TASK DIRECTIONS:
In the entries below, which lines run from the one containing "Game engine object recognition — detect green sign" to the one containing "Game engine object recognition — detect trimmed"? Copy exactly those lines, ends included, and no others.

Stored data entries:
========================================

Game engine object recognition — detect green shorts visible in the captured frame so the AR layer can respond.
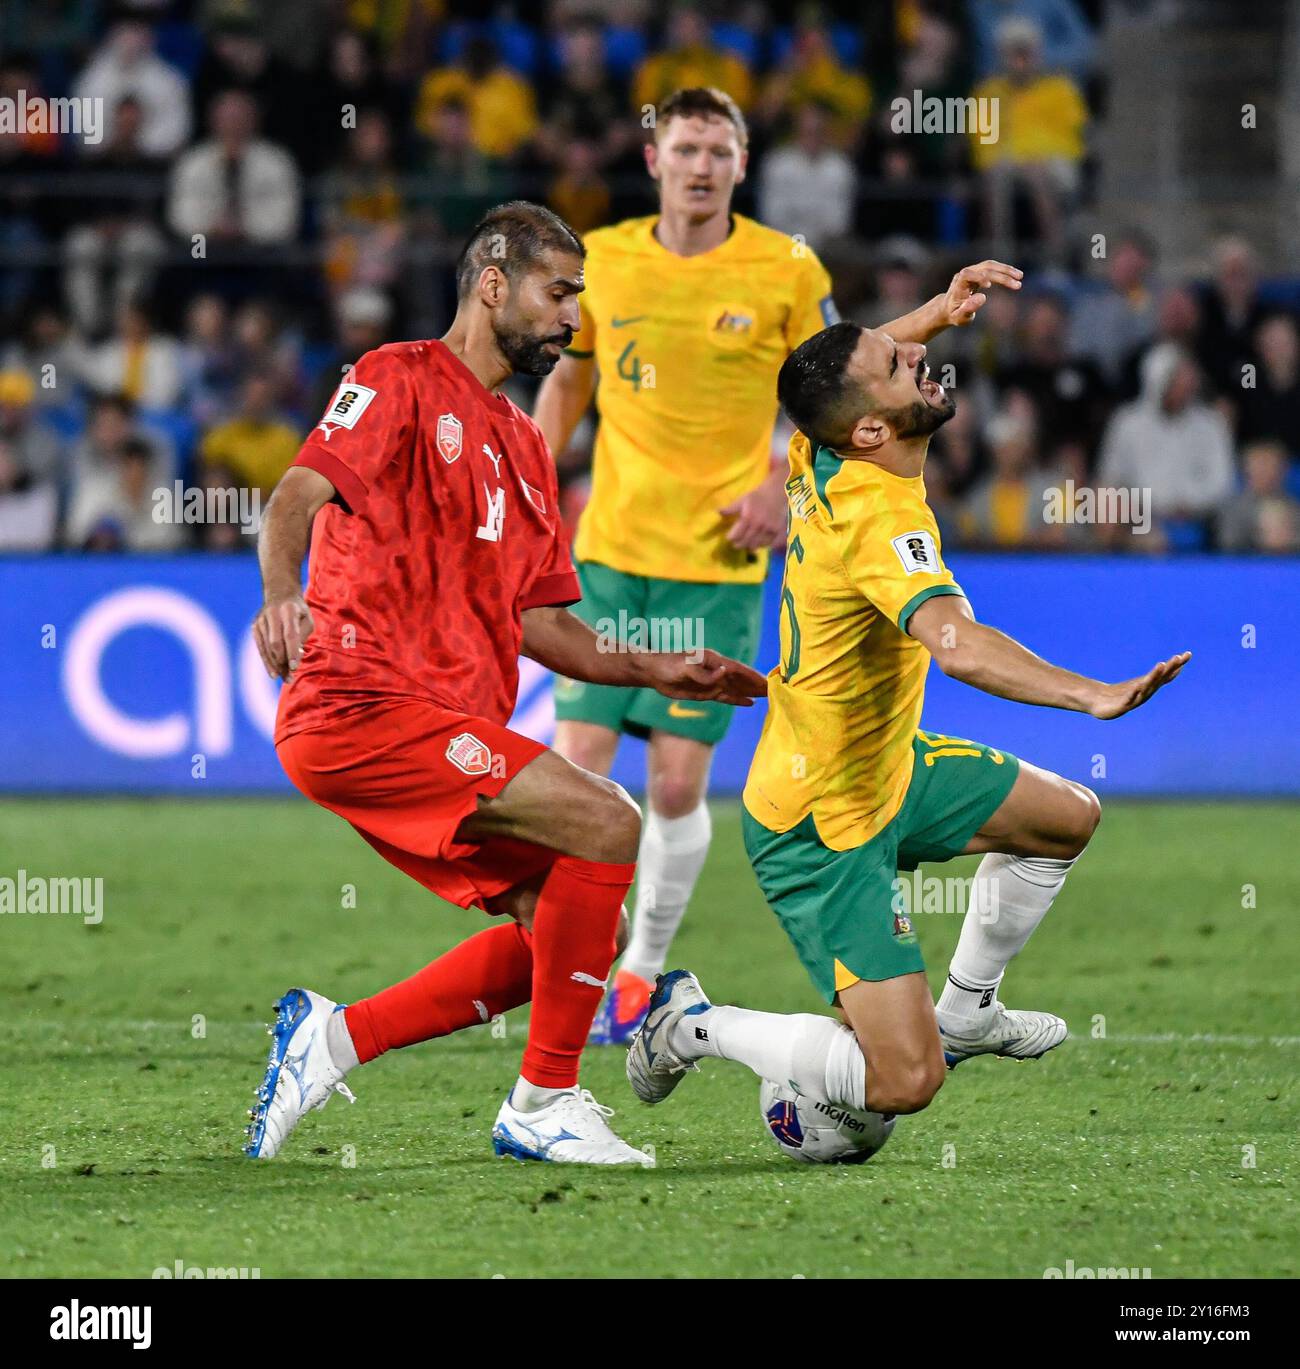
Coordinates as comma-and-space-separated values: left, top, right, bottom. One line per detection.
742, 730, 1021, 1003
552, 559, 765, 745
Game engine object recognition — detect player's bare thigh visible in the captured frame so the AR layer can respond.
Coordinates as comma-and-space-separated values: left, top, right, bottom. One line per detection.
964, 758, 1101, 860
835, 972, 946, 1115
483, 870, 630, 953
646, 730, 713, 817
553, 720, 620, 776
458, 745, 640, 863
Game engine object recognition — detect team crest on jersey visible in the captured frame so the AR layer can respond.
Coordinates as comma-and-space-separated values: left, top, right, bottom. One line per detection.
317, 381, 378, 438
437, 412, 463, 464
446, 732, 491, 776
708, 303, 756, 350
891, 529, 939, 574
893, 910, 916, 941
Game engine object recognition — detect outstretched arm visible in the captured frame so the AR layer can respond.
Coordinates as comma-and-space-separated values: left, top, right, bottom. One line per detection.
881, 260, 1024, 344
253, 465, 335, 680
521, 606, 767, 707
908, 594, 1190, 719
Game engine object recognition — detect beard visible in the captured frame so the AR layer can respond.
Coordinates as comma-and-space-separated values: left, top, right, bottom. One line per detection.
493, 317, 573, 377
881, 388, 957, 439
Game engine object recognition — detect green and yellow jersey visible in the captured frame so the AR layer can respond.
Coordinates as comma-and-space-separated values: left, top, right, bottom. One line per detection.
567, 213, 836, 585
743, 431, 967, 850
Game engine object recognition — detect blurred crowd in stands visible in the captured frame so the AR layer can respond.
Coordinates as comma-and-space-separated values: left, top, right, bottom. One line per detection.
0, 0, 1297, 555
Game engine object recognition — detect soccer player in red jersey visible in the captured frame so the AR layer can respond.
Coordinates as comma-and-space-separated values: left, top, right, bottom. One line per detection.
243, 202, 766, 1166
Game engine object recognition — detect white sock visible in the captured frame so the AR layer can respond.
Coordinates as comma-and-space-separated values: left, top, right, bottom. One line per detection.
620, 802, 712, 982
669, 1007, 866, 1111
511, 1076, 575, 1114
325, 1006, 359, 1073
937, 852, 1078, 1024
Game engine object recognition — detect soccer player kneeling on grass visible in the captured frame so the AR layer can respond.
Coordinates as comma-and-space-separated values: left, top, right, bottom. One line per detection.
245, 201, 764, 1166
627, 318, 1191, 1123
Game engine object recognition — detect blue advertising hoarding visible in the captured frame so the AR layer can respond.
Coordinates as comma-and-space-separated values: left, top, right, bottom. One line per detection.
0, 554, 1294, 795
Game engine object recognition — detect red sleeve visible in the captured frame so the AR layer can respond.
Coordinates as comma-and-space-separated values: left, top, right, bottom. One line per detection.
519, 421, 580, 609
293, 349, 414, 513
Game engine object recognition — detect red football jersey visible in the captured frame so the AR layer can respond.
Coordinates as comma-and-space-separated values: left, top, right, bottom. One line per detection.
275, 339, 578, 742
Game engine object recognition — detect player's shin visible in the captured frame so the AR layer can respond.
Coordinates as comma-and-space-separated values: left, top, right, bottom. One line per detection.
621, 802, 712, 983
516, 855, 634, 1108
342, 921, 534, 1064
936, 852, 1079, 1025
670, 1007, 866, 1112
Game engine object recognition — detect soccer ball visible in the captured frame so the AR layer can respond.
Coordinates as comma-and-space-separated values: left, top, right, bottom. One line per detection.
759, 1079, 896, 1164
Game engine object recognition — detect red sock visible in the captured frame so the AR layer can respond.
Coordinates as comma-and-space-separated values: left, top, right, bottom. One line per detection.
345, 921, 533, 1063
522, 855, 635, 1089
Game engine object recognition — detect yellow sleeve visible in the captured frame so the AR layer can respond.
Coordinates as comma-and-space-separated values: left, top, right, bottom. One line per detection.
1051, 76, 1088, 149
840, 497, 964, 633
785, 247, 838, 350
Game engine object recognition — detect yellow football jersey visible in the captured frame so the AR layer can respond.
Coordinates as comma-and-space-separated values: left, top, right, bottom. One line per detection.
743, 432, 967, 850
568, 214, 836, 584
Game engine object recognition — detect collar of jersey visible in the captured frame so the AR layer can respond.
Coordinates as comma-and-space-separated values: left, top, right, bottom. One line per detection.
431, 338, 512, 409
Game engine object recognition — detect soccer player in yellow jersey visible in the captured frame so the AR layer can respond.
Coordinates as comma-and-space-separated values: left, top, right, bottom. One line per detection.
627, 318, 1191, 1124
534, 85, 832, 1043
536, 86, 1027, 1045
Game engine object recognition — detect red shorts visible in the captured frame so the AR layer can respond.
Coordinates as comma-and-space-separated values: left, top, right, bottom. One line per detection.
277, 699, 558, 911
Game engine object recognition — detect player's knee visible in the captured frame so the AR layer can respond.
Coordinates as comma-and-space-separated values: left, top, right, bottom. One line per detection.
649, 775, 706, 820
592, 779, 641, 863
868, 1057, 945, 1115
1066, 783, 1102, 855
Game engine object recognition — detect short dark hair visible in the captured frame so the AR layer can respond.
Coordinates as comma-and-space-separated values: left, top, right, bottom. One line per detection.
656, 86, 749, 148
454, 201, 584, 300
777, 323, 866, 450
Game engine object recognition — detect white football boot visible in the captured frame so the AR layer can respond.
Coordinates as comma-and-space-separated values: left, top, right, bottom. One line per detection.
936, 1002, 1068, 1068
626, 969, 709, 1105
492, 1087, 653, 1166
243, 987, 356, 1159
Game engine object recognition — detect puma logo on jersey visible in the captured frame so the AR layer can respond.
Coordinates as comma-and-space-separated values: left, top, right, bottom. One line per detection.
570, 971, 606, 988
482, 443, 503, 479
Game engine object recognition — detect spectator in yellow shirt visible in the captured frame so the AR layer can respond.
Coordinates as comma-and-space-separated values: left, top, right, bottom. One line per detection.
971, 17, 1088, 262
200, 376, 300, 497
632, 8, 754, 113
755, 22, 871, 149
415, 36, 537, 159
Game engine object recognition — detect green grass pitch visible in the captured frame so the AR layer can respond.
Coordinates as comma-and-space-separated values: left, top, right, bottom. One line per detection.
2, 797, 1296, 1279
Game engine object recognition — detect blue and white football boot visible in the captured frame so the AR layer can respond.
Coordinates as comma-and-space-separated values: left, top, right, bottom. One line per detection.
625, 969, 710, 1105
936, 1002, 1068, 1069
492, 1087, 653, 1166
243, 988, 356, 1159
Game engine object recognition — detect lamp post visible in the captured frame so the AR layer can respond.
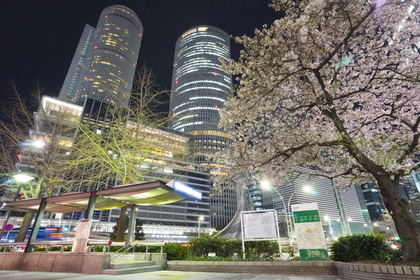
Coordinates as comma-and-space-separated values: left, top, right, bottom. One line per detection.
198, 216, 203, 237
261, 181, 290, 245
0, 174, 34, 241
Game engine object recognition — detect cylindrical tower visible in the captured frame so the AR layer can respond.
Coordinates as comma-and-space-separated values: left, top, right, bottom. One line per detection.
73, 5, 143, 107
169, 25, 233, 164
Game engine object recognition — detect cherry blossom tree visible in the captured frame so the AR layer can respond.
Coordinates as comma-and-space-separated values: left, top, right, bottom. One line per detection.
219, 0, 420, 259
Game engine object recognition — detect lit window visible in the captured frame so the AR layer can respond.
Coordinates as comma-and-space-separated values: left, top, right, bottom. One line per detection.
96, 129, 102, 135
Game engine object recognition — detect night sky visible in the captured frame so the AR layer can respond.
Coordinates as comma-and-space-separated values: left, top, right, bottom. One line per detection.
0, 1, 281, 107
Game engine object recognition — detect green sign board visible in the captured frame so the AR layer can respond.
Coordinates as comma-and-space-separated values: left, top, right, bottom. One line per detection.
299, 249, 329, 261
293, 210, 320, 224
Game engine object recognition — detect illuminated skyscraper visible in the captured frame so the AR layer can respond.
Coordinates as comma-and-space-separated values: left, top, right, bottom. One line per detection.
169, 25, 233, 164
71, 5, 143, 106
169, 26, 236, 228
58, 24, 95, 103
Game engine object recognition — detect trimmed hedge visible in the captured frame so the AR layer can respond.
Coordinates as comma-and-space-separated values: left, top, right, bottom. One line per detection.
331, 234, 402, 264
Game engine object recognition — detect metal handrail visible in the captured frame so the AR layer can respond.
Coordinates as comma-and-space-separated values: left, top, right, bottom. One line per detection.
0, 240, 167, 255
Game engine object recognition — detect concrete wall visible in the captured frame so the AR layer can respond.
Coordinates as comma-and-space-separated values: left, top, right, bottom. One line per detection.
0, 253, 110, 274
168, 260, 337, 275
335, 261, 420, 279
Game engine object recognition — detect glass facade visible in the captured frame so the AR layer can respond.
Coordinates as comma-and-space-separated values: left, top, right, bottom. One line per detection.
169, 26, 236, 229
72, 5, 143, 106
58, 24, 95, 103
169, 25, 232, 164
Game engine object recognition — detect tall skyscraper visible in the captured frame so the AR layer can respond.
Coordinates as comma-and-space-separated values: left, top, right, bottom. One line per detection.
71, 5, 143, 106
169, 25, 233, 164
169, 26, 237, 228
58, 25, 95, 103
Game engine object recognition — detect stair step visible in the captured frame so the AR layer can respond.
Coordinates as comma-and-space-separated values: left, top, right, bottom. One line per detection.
102, 265, 161, 275
109, 261, 156, 269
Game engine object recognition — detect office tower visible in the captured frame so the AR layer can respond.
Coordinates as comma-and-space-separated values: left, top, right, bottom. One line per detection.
273, 176, 371, 239
72, 5, 143, 106
58, 25, 95, 103
169, 25, 233, 163
357, 182, 386, 220
169, 26, 237, 228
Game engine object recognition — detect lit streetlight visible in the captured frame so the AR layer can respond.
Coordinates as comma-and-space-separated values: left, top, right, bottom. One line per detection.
0, 174, 35, 241
33, 140, 46, 149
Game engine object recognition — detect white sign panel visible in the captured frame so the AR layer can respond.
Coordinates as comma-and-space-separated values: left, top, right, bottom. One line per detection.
243, 212, 277, 239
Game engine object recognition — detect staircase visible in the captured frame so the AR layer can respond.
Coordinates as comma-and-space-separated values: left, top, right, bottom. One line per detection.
102, 260, 161, 275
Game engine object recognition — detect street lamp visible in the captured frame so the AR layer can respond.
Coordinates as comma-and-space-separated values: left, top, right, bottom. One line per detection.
261, 181, 290, 245
197, 216, 204, 237
0, 174, 35, 241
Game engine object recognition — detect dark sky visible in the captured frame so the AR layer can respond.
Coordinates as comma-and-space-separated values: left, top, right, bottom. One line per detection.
0, 1, 281, 104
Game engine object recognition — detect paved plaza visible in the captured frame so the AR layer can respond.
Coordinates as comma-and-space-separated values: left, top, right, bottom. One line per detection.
0, 270, 340, 280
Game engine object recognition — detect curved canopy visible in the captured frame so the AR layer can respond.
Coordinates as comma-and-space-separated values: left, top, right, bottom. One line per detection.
2, 181, 192, 213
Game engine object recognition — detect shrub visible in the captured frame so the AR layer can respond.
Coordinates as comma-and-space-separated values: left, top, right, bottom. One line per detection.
189, 234, 242, 258
189, 234, 280, 260
163, 243, 190, 261
331, 234, 387, 262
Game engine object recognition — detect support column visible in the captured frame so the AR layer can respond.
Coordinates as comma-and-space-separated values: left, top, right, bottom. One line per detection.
127, 204, 137, 243
25, 198, 47, 253
85, 191, 97, 219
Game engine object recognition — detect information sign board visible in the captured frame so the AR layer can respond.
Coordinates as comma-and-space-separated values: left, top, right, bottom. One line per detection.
291, 203, 328, 261
240, 210, 281, 258
243, 212, 277, 239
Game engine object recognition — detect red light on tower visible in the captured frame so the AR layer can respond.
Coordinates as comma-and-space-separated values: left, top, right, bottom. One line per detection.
215, 105, 218, 108
139, 34, 142, 37
133, 63, 135, 67
214, 72, 217, 76
176, 80, 178, 84
178, 53, 180, 58
105, 15, 107, 18
94, 45, 97, 49
173, 111, 175, 116
84, 76, 88, 81
16, 154, 22, 158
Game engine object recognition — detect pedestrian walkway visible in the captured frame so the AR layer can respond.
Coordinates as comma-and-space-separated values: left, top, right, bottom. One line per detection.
0, 270, 340, 280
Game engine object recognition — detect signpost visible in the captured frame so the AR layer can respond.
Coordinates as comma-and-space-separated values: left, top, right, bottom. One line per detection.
241, 210, 281, 258
291, 203, 328, 261
4, 224, 13, 232
4, 224, 13, 242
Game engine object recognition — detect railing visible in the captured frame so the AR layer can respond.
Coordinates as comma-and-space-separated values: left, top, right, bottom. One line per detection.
0, 240, 166, 255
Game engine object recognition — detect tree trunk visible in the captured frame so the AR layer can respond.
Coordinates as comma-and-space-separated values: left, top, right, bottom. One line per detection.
16, 212, 35, 242
116, 206, 127, 242
376, 175, 420, 261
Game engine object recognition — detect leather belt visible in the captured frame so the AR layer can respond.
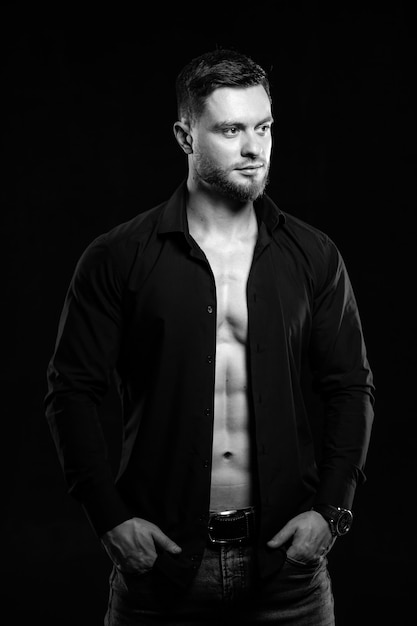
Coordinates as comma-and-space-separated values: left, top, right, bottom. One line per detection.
207, 507, 256, 545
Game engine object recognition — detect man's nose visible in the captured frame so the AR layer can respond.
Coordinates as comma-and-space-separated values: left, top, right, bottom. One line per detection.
241, 131, 262, 157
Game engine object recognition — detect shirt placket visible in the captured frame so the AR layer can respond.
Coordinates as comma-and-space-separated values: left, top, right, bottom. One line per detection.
188, 241, 218, 528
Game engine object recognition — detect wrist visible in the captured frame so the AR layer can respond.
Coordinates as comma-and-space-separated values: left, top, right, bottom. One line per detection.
313, 504, 353, 537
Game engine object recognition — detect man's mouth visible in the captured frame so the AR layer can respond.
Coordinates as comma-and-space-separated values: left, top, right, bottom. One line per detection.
236, 163, 264, 170
236, 164, 264, 175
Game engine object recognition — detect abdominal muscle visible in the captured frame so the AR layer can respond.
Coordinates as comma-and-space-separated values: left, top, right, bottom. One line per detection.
206, 239, 256, 512
210, 337, 254, 511
188, 211, 257, 513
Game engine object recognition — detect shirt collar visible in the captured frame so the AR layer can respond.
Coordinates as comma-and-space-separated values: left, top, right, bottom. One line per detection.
158, 180, 286, 236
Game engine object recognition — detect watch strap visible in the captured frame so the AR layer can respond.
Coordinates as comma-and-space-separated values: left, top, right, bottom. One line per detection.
313, 504, 353, 537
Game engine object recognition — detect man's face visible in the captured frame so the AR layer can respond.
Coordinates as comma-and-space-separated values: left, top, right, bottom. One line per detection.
189, 85, 273, 202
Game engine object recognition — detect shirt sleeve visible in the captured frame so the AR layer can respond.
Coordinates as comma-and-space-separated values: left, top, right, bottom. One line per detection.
44, 236, 133, 536
309, 237, 375, 510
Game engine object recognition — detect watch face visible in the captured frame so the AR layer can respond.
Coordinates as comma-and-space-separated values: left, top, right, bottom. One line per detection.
337, 511, 353, 535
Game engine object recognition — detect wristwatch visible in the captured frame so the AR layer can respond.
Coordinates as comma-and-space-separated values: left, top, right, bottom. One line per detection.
313, 504, 353, 537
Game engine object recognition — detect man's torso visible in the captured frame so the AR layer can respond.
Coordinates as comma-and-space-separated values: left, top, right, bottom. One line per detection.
188, 216, 258, 511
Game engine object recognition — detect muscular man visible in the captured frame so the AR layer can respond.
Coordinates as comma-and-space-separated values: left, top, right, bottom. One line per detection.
45, 49, 374, 625
185, 87, 263, 513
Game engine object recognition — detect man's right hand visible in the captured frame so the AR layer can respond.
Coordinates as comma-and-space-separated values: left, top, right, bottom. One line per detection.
100, 517, 182, 574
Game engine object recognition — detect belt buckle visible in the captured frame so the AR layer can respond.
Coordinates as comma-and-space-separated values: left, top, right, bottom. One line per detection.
208, 509, 248, 545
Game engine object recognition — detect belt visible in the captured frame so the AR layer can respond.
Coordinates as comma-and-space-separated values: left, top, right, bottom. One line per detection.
207, 507, 256, 545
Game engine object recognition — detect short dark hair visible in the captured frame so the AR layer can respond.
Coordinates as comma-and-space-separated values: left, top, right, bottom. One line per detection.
175, 48, 272, 124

========================================

RESPONSE TO THE EXERCISE:
Game engine object recognition — detect green sign board visible in the captured frame so the AR layer can respond.
Coordinates as comma-and-space-separated values: left, top, right, bottom. One line per detection.
299, 249, 329, 261
293, 210, 320, 224
Game engine object recognition — detect illuminated skyscraper visible in the captured frame so the AR layer can respond.
Coordinates as comma-and-space-separated values: left, top, right, bottom. One line per detection.
169, 25, 233, 164
71, 5, 143, 106
169, 26, 236, 228
58, 24, 95, 103
Game engine object recognition — detect trimmed hedge visible in the captured frame so the AR layer can respond.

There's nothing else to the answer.